[TASK OBJECTIVE] Reproduce each line of the listing exactly.

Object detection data
# # # #

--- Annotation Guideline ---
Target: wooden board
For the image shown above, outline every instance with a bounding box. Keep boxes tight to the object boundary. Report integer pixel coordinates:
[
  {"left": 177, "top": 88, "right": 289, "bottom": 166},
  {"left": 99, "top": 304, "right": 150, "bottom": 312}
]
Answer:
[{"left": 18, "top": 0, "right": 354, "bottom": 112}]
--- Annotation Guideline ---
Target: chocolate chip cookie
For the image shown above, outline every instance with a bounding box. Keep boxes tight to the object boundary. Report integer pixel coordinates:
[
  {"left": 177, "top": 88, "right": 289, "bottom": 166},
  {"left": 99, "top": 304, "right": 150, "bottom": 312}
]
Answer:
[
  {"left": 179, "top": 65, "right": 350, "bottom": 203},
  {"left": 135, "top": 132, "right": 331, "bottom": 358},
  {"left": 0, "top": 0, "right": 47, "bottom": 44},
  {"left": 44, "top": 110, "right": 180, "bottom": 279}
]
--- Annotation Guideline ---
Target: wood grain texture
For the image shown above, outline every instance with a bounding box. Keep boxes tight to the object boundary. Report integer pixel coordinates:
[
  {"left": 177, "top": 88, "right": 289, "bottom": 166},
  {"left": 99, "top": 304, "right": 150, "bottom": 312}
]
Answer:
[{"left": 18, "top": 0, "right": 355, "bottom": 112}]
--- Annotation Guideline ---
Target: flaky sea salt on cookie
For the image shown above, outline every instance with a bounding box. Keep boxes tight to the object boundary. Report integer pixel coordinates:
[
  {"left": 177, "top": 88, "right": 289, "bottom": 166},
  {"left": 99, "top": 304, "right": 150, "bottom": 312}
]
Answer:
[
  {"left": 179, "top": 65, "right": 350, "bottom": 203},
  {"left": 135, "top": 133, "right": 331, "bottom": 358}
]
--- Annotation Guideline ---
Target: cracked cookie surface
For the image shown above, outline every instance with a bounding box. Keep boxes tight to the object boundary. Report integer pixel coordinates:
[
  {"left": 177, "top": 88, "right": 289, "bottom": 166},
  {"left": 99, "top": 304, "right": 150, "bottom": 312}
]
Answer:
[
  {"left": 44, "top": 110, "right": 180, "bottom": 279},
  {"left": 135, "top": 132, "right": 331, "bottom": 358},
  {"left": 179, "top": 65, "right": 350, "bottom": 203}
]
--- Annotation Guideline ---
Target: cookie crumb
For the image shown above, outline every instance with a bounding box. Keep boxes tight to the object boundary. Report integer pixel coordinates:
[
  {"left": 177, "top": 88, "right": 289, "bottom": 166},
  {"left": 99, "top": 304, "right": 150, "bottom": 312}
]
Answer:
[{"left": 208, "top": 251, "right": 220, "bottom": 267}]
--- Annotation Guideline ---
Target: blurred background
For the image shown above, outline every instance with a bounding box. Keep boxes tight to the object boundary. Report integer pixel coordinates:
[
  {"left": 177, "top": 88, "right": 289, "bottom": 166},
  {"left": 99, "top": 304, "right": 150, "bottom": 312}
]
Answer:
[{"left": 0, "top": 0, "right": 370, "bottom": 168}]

# # # #

[CORRECT RESPONSE]
--- Annotation Guideline ---
Target: wooden board
For the image shown above, outline every instance with a bounding box. Keep boxes tight to the object boundary. Report integer pixel coordinates:
[
  {"left": 177, "top": 88, "right": 289, "bottom": 166},
  {"left": 99, "top": 304, "right": 150, "bottom": 312}
]
Answer:
[{"left": 18, "top": 0, "right": 354, "bottom": 112}]
--- Annotation Guideline ---
Target: chocolate chip cookie
For the image shown above, outline every instance with a bounding box. Keep boxes tight to the object boundary. Report integer pixel coordinates:
[
  {"left": 177, "top": 88, "right": 289, "bottom": 166},
  {"left": 99, "top": 304, "right": 150, "bottom": 312}
]
Answer:
[
  {"left": 179, "top": 65, "right": 350, "bottom": 203},
  {"left": 135, "top": 132, "right": 331, "bottom": 358},
  {"left": 0, "top": 0, "right": 47, "bottom": 44},
  {"left": 44, "top": 110, "right": 180, "bottom": 279}
]
--- Annotation Guideline ---
Target: wood grain texture
For the image shown above, outline every instance with a bounding box. Keep boxes tight to the object boundary. Report integer pixel coordinates:
[
  {"left": 177, "top": 88, "right": 289, "bottom": 166},
  {"left": 99, "top": 304, "right": 150, "bottom": 312}
]
Answer:
[{"left": 18, "top": 0, "right": 355, "bottom": 112}]
--- Annotation Guideline ---
Target: flaky sea salt on cookie
For the image shown above, outline every instance with a bounding box. Keep boxes tight to the object boundary. Report integer pixel coordinates:
[
  {"left": 177, "top": 88, "right": 289, "bottom": 166},
  {"left": 99, "top": 304, "right": 150, "bottom": 312}
]
Answer:
[
  {"left": 179, "top": 65, "right": 350, "bottom": 203},
  {"left": 135, "top": 133, "right": 331, "bottom": 358}
]
--- Annotation Guideline ---
Target: cracked cookie surface
For the image shown above, outline every instance with a bounding box. Keep boxes tight to the object boundary. Report integer pixel coordinates:
[
  {"left": 177, "top": 88, "right": 289, "bottom": 166},
  {"left": 99, "top": 304, "right": 150, "bottom": 312}
]
Answer:
[
  {"left": 44, "top": 110, "right": 180, "bottom": 279},
  {"left": 135, "top": 132, "right": 331, "bottom": 358},
  {"left": 179, "top": 65, "right": 350, "bottom": 203}
]
--- Annotation Guideline ---
Target: cookie crumb
For the image shown above, outline every instance with a bounding box. Keep boxes tight to the object boundary. Report integer pixel coordinates:
[
  {"left": 177, "top": 88, "right": 289, "bottom": 166},
  {"left": 99, "top": 304, "right": 150, "bottom": 312}
]
Answer:
[{"left": 208, "top": 251, "right": 220, "bottom": 267}]
--- Annotation Guideline ---
Target: blurred background
For the image shown above, outline every instance with a bounding box. Keep boxes tight to the object boundary. Report integer pixel coordinates:
[
  {"left": 177, "top": 88, "right": 289, "bottom": 166},
  {"left": 99, "top": 304, "right": 150, "bottom": 312}
]
Answer:
[{"left": 0, "top": 0, "right": 370, "bottom": 168}]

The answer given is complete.